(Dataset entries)
************

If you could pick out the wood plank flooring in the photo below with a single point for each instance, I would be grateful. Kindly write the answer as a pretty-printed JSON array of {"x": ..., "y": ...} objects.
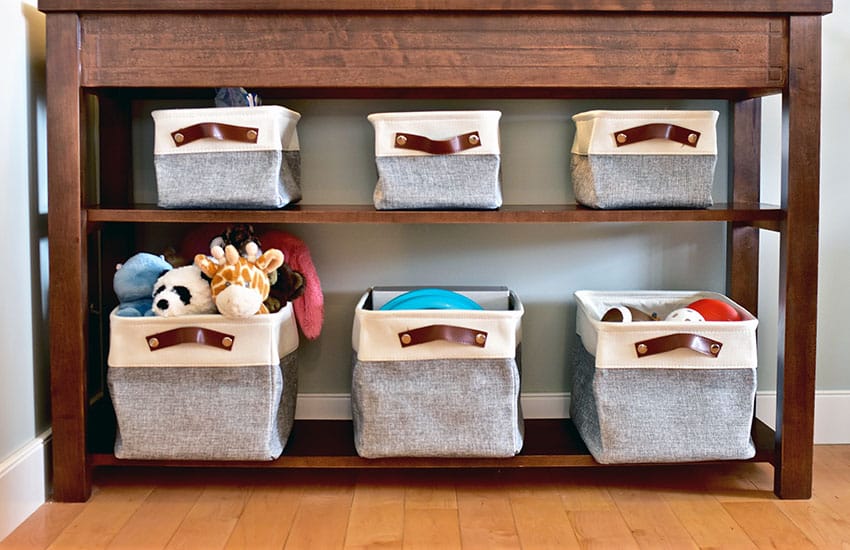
[{"x": 720, "y": 506}]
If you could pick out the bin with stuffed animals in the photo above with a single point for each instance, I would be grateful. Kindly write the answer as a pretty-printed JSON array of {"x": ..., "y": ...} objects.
[
  {"x": 198, "y": 369},
  {"x": 437, "y": 160},
  {"x": 437, "y": 373},
  {"x": 227, "y": 157},
  {"x": 203, "y": 387},
  {"x": 644, "y": 159},
  {"x": 664, "y": 376}
]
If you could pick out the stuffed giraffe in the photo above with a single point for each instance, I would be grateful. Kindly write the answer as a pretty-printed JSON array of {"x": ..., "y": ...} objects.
[{"x": 239, "y": 285}]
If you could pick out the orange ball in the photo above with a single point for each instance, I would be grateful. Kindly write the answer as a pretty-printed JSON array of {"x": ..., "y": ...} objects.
[{"x": 715, "y": 310}]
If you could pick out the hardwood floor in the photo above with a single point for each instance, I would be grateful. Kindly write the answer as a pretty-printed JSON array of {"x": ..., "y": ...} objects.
[{"x": 724, "y": 506}]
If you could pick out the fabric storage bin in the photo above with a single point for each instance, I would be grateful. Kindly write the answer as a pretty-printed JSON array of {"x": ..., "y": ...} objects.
[
  {"x": 227, "y": 157},
  {"x": 644, "y": 159},
  {"x": 203, "y": 387},
  {"x": 634, "y": 402},
  {"x": 438, "y": 159},
  {"x": 437, "y": 383}
]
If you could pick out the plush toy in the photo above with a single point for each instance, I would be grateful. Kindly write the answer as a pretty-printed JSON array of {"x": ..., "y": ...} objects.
[
  {"x": 133, "y": 283},
  {"x": 238, "y": 284},
  {"x": 238, "y": 235},
  {"x": 295, "y": 281},
  {"x": 182, "y": 291}
]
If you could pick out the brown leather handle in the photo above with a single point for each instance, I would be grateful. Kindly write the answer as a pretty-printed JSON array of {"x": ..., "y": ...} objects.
[
  {"x": 657, "y": 131},
  {"x": 190, "y": 335},
  {"x": 695, "y": 342},
  {"x": 215, "y": 130},
  {"x": 443, "y": 147},
  {"x": 449, "y": 333}
]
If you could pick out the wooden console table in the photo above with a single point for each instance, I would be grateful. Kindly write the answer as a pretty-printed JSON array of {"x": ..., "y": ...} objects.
[{"x": 102, "y": 55}]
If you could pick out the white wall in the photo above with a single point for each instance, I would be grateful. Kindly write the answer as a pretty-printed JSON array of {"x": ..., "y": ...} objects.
[
  {"x": 834, "y": 302},
  {"x": 23, "y": 341}
]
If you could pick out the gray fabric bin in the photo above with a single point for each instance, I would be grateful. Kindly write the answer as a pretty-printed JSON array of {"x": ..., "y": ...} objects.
[
  {"x": 232, "y": 398},
  {"x": 644, "y": 159},
  {"x": 437, "y": 160},
  {"x": 227, "y": 157},
  {"x": 677, "y": 406},
  {"x": 438, "y": 398}
]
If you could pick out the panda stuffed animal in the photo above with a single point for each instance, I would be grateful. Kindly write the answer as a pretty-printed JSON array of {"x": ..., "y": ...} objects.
[{"x": 182, "y": 291}]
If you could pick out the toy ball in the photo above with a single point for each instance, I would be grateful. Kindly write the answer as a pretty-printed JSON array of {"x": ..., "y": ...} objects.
[
  {"x": 715, "y": 310},
  {"x": 685, "y": 315}
]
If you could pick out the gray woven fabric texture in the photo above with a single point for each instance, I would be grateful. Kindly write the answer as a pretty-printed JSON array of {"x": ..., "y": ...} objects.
[
  {"x": 204, "y": 413},
  {"x": 643, "y": 181},
  {"x": 439, "y": 181},
  {"x": 236, "y": 179},
  {"x": 437, "y": 408},
  {"x": 662, "y": 415}
]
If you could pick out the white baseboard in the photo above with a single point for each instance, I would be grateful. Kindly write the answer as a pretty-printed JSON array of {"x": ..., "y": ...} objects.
[
  {"x": 830, "y": 406},
  {"x": 22, "y": 483}
]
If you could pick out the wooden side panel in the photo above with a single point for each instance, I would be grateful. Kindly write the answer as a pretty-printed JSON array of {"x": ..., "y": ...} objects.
[
  {"x": 798, "y": 277},
  {"x": 68, "y": 248},
  {"x": 433, "y": 50}
]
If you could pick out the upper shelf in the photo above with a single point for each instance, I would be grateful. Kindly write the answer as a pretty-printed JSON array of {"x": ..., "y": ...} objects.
[
  {"x": 730, "y": 6},
  {"x": 529, "y": 52},
  {"x": 765, "y": 216}
]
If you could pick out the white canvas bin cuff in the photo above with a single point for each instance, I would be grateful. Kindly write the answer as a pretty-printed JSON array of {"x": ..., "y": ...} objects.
[
  {"x": 436, "y": 125},
  {"x": 376, "y": 335},
  {"x": 614, "y": 344},
  {"x": 596, "y": 132},
  {"x": 259, "y": 340},
  {"x": 275, "y": 126}
]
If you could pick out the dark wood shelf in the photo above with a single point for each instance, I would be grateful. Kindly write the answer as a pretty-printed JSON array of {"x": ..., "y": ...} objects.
[
  {"x": 762, "y": 215},
  {"x": 330, "y": 444}
]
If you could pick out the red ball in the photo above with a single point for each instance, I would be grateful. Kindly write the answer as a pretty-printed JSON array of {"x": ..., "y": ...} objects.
[{"x": 715, "y": 310}]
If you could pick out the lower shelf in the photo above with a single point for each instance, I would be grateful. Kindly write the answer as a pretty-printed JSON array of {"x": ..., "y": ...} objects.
[{"x": 329, "y": 444}]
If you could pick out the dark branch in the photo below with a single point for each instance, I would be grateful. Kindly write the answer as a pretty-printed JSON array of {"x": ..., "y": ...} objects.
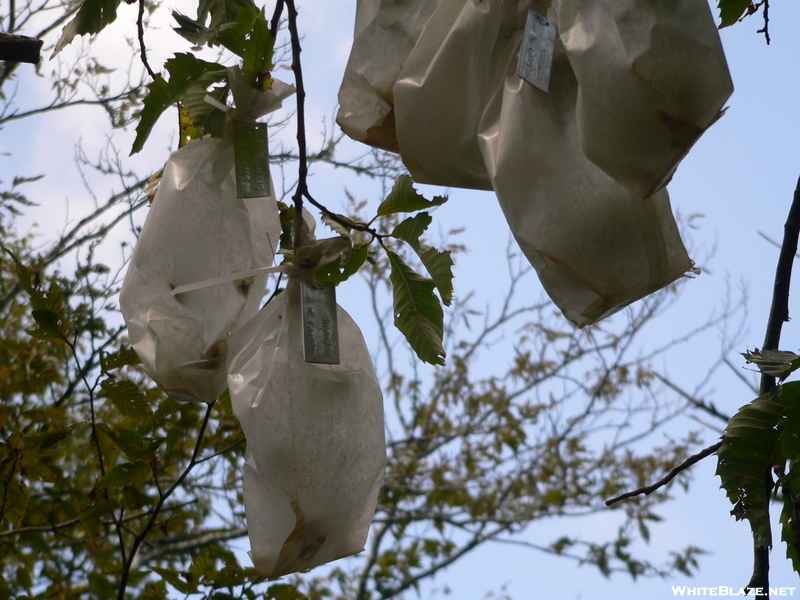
[
  {"x": 18, "y": 48},
  {"x": 647, "y": 490},
  {"x": 778, "y": 315}
]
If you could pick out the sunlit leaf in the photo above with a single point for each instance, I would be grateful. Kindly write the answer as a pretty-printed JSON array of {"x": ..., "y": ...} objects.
[
  {"x": 185, "y": 71},
  {"x": 337, "y": 273},
  {"x": 417, "y": 311},
  {"x": 731, "y": 11},
  {"x": 412, "y": 228},
  {"x": 126, "y": 474},
  {"x": 123, "y": 357},
  {"x": 776, "y": 363},
  {"x": 15, "y": 496},
  {"x": 404, "y": 198},
  {"x": 748, "y": 448},
  {"x": 440, "y": 267}
]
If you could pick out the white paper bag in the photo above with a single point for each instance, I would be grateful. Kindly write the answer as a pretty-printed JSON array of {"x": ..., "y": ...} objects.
[
  {"x": 197, "y": 229},
  {"x": 315, "y": 439},
  {"x": 652, "y": 77},
  {"x": 442, "y": 91},
  {"x": 385, "y": 33},
  {"x": 596, "y": 246}
]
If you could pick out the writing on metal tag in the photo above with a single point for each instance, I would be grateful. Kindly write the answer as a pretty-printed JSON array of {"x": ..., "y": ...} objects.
[
  {"x": 252, "y": 160},
  {"x": 320, "y": 325},
  {"x": 536, "y": 54}
]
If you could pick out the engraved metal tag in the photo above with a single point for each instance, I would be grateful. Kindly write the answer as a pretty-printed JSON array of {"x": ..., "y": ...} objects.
[
  {"x": 320, "y": 324},
  {"x": 536, "y": 53},
  {"x": 252, "y": 160}
]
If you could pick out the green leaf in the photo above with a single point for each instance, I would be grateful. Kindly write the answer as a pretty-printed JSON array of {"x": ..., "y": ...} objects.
[
  {"x": 404, "y": 198},
  {"x": 412, "y": 228},
  {"x": 92, "y": 17},
  {"x": 126, "y": 475},
  {"x": 185, "y": 71},
  {"x": 127, "y": 397},
  {"x": 749, "y": 444},
  {"x": 230, "y": 21},
  {"x": 98, "y": 509},
  {"x": 417, "y": 311},
  {"x": 731, "y": 11},
  {"x": 202, "y": 568},
  {"x": 776, "y": 363},
  {"x": 439, "y": 264},
  {"x": 337, "y": 273},
  {"x": 204, "y": 117},
  {"x": 123, "y": 357},
  {"x": 440, "y": 267},
  {"x": 101, "y": 587},
  {"x": 173, "y": 578},
  {"x": 135, "y": 447},
  {"x": 336, "y": 226},
  {"x": 154, "y": 591}
]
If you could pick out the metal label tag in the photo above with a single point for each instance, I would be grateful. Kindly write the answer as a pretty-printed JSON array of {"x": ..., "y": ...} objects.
[
  {"x": 320, "y": 323},
  {"x": 536, "y": 53},
  {"x": 252, "y": 160}
]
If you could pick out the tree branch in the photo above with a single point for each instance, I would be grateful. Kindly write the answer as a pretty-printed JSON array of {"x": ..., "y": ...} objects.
[
  {"x": 778, "y": 315},
  {"x": 19, "y": 48},
  {"x": 647, "y": 490}
]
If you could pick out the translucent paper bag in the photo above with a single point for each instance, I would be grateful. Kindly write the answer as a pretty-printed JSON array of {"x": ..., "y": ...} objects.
[
  {"x": 197, "y": 229},
  {"x": 441, "y": 93},
  {"x": 385, "y": 33},
  {"x": 315, "y": 439},
  {"x": 652, "y": 77},
  {"x": 596, "y": 245}
]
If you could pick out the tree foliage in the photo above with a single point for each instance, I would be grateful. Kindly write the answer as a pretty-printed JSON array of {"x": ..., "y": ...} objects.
[{"x": 109, "y": 489}]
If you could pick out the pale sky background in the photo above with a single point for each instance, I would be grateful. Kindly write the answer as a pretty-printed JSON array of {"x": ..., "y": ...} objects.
[{"x": 740, "y": 176}]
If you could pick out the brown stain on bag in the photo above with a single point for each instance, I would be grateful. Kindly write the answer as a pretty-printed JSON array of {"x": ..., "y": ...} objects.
[{"x": 214, "y": 356}]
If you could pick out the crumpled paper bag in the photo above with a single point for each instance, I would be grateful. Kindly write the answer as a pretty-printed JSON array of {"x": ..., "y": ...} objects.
[
  {"x": 315, "y": 439},
  {"x": 385, "y": 33},
  {"x": 465, "y": 118},
  {"x": 196, "y": 230},
  {"x": 652, "y": 77}
]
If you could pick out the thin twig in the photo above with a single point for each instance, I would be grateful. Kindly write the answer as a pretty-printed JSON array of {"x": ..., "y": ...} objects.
[
  {"x": 649, "y": 489},
  {"x": 697, "y": 403}
]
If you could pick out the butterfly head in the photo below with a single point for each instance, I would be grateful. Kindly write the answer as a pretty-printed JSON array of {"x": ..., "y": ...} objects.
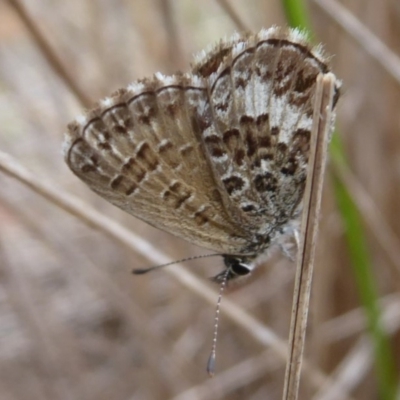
[{"x": 236, "y": 267}]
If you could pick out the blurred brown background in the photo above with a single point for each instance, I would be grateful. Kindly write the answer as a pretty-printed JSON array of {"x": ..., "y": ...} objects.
[{"x": 74, "y": 322}]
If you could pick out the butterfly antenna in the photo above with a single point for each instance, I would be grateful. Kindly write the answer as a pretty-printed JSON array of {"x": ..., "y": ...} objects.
[
  {"x": 141, "y": 271},
  {"x": 211, "y": 359}
]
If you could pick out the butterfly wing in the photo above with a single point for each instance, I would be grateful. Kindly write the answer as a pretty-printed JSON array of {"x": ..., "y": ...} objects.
[
  {"x": 261, "y": 96},
  {"x": 138, "y": 149}
]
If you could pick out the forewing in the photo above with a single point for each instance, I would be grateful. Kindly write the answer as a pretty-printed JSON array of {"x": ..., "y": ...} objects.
[{"x": 261, "y": 97}]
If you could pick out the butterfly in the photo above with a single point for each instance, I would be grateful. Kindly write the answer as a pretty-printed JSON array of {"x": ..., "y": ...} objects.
[{"x": 217, "y": 156}]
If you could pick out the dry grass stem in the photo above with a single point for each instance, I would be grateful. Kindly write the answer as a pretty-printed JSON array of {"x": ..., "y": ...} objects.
[{"x": 322, "y": 126}]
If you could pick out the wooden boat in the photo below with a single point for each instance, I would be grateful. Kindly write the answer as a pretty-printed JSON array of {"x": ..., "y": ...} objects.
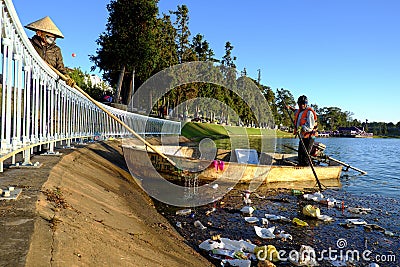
[{"x": 256, "y": 168}]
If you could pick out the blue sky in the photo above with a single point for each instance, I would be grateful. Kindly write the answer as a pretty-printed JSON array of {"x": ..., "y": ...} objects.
[{"x": 342, "y": 53}]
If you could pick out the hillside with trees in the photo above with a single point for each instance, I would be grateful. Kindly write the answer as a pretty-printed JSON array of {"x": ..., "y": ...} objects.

************

> Given instruction
Skip the pictures and write out exactly the lines from the line containing "If you could pick out the butterfly antenna" through the end of the listing above.

> Reply
If you could pick out the butterfly antenna in the photo above with a single point for each instance, I would be grateful. Kindly write the answer as a pretty-printed JSON array of {"x": ..., "y": ...} objects.
[
  {"x": 141, "y": 271},
  {"x": 211, "y": 359}
]
If you could pick out the butterfly wing in the photo above with a single point for each instance, I would be grateful. Kindly write the answer as a pretty-printed JSON array of {"x": ..., "y": ...} objects.
[
  {"x": 261, "y": 96},
  {"x": 138, "y": 149}
]
If you could pick out the forewing in the photo above with a single point for each instance, I would be grateful. Kindly write the answer as a pretty-printed JSON array of {"x": ..., "y": ...} objects.
[{"x": 261, "y": 97}]
If you could pick out the butterfly in the photo above with a single point for each instance, I would be grateful. Kindly write the answer as a pretty-printed JSON array of {"x": ..., "y": ...} objects.
[{"x": 217, "y": 156}]
If you could pick out the dry grass stem in the photo above with a single point for each instance, I would be grateful. Kindly write the answer as a pretty-printed JSON array of {"x": ..., "y": ...} objects.
[{"x": 322, "y": 126}]
If you could pick out the wooden boat in the photo below with a single point for each instance, I would be grateful. Kindly write the answer as a pretty-printed JSON array of {"x": ..., "y": ...} objects.
[{"x": 256, "y": 168}]
If you could pick out the blue sky in the photo above with a single point for each instance, I would be grateful. Kindly write the answer as a pretty-printed JSON array of {"x": ..., "y": ...} objects.
[{"x": 342, "y": 53}]
If you could pick out the hillside with trees in the photo above with a single point for each instance, I would be grateful. Kindly write the answer as a pretty-printed JSON array of {"x": ..., "y": ...} objects.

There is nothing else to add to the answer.